Copy the monorepo post between "This workflow includes" and "our CI/CD server.", inclusive, changing each "Turborepo" to "Nx".

■ SELECTED EXCERPT ■
○ ○ ○
Lerna and Turborepo with Gitlab CI/CD

Updated on

In this post we're going to cover a simple approach to a monorepo setup with a fully automated CI/CD workflow with Lerna, Turborepo, and Gitlab CI/CD.

Below is a table of contents to quickly jump to sections of interest.

Here is the project link to follow along and use for your own monorepo projects.

Tools

This workflow includes the following tools.

  • Lerna: for versioning and publishing packages.
  • Turborepo: for tasking running.
  • Gitlab CI/CD: for our CI/CD server.
  • Husky for Git hooks.
  • Commitizen: for its interactive commit cli and changelog adapter. We will tie this into one of our Git hooks through husky - they work nicely together.

Typescript and Jest Configurations

One helpful way to manage Typescript and Jest configurations in a monorepo is to define core configurations in the root of the repository, and extend from the core configurations inside of packages to suit individual package needs.

The tsconfig.json file in the root of the repository has some basic configurations.

tsconfig.json
{
  "compilerOptions": {
    "module": "commonjs",
    "moduleResolution": "node",
    "declaration": true,
    "noImplicitAny": true,
    "removeComments": true,
    "target": "es6",
    "sourceMap": true,
    "strict": true
  },
  "exclude": ["node_modules"]
}

The packages also have their own tsconfig.json files that make use of the "extends" option that will inherit from the root, and any new settings will override root configuration values.

packages/package-one/tsconfig.json
{
  "extends": "../../tsconfig.json",
  "compilerOptions": {
    "outDir": "./lib"
  },
  "include": ["./src"]
}

Similarly for jest we have a root configuration that is extended and overridable in packages.
○ ○ ○
■ DATA EXTRACT ■
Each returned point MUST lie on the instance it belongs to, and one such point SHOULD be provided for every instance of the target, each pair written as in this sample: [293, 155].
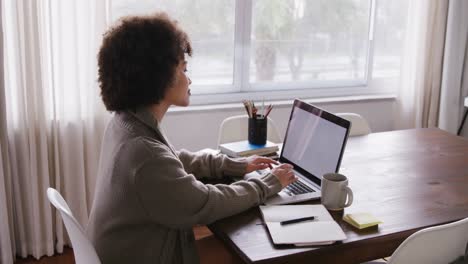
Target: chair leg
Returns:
[463, 122]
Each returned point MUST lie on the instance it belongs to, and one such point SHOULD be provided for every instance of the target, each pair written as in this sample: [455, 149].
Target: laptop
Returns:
[314, 144]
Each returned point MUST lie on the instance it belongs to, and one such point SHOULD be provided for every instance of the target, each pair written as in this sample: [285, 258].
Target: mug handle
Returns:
[350, 196]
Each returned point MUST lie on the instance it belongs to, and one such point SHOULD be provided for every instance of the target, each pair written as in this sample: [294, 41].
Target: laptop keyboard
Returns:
[294, 188]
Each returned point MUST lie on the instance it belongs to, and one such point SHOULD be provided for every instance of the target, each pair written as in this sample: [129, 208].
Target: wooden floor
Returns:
[210, 250]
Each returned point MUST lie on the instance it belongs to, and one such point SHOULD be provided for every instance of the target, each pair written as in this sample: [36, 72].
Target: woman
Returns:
[148, 195]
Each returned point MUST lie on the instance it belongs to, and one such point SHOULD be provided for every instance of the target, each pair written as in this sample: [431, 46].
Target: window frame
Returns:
[242, 88]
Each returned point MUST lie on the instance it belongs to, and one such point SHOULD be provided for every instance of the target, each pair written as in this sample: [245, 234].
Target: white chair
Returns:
[82, 248]
[234, 128]
[439, 244]
[359, 125]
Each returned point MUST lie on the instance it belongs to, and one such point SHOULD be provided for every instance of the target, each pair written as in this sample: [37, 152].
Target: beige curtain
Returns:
[6, 248]
[421, 70]
[455, 76]
[52, 119]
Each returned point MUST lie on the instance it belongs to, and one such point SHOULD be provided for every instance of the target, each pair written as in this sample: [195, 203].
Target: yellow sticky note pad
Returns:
[361, 220]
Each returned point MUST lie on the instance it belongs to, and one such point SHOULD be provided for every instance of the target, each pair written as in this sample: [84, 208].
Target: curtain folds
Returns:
[421, 70]
[455, 75]
[54, 118]
[6, 247]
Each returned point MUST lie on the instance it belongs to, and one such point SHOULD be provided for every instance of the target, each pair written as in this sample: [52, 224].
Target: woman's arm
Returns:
[207, 165]
[174, 198]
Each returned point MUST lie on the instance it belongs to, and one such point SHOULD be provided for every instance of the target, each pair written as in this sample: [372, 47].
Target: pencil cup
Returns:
[257, 130]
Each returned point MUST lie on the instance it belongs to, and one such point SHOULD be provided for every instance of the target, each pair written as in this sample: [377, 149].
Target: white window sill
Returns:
[325, 100]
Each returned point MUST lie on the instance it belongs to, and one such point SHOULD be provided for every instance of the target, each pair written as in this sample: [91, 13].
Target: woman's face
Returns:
[179, 93]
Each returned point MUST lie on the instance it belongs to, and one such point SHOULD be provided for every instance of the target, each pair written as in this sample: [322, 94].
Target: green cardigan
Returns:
[148, 196]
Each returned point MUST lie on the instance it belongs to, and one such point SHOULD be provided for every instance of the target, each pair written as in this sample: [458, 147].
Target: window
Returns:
[268, 48]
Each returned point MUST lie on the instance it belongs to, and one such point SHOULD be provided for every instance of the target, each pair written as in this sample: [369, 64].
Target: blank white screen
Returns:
[313, 143]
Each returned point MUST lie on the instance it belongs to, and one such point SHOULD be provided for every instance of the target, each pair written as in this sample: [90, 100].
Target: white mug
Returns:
[335, 192]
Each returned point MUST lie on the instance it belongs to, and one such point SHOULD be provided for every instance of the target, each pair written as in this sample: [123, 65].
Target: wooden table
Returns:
[409, 179]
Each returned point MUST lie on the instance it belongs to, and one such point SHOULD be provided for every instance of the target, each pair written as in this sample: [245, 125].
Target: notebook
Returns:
[314, 144]
[322, 230]
[244, 149]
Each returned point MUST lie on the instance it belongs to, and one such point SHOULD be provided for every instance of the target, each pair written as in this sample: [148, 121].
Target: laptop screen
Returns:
[315, 141]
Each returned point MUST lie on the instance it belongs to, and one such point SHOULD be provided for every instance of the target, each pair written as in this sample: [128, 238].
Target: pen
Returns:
[298, 220]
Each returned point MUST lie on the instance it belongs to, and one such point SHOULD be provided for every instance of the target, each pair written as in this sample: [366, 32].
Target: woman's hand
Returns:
○ ○ ○
■ ANSWER IN FULL ■
This workflow includes the following tools.

  • Lerna: for versioning and publishing packages.
  • Nx: for tasking running.
  • Gitlab CI/CD: for our CI/CD server.